[Pointing and labeling entries]
____
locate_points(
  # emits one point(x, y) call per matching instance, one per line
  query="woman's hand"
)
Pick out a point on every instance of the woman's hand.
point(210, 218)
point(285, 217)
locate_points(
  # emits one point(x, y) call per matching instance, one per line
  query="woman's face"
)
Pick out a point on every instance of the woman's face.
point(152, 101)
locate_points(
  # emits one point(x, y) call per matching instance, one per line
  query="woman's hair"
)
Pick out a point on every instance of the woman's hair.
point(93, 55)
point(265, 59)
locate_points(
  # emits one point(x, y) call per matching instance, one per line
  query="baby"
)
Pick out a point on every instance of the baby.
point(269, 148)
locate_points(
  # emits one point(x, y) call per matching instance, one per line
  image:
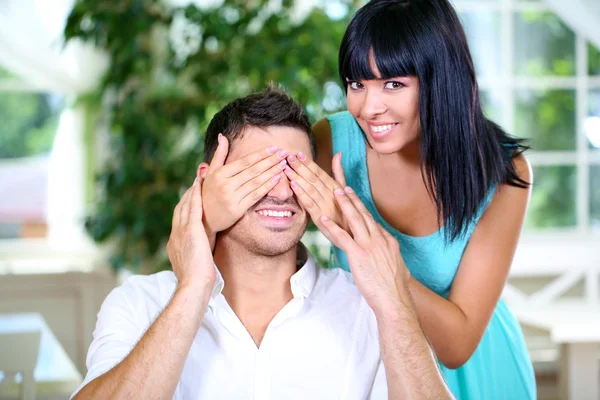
____
Rewrite every row above, swapping "Pick out" for "Mark" and keeping everything else the same. Leave the pictures out of your answer.

locate_points(
  # emits one point(x, y) call per matching instance, one per line
  query="woman's hand"
)
Mark a point on every instance of the woman's hand.
point(210, 218)
point(285, 217)
locate_points(
  # emits one point(x, y) call per matching instance, one per line
  query="woman's face"
)
Mark a point on every instance of the woman's face.
point(152, 101)
locate_points(
  # emits one point(x, y) call per matching instance, one per line
  query="woman's hair"
)
Mark a point on every instance of the woman's hair.
point(93, 55)
point(265, 59)
locate_points(
  # emits one point(x, y) call per matching instance, one per line
  query="baby"
)
Mark a point on every instance of the baby.
point(269, 148)
locate_points(
  # emits one point(x, y) call per matching instance, one per line
  image:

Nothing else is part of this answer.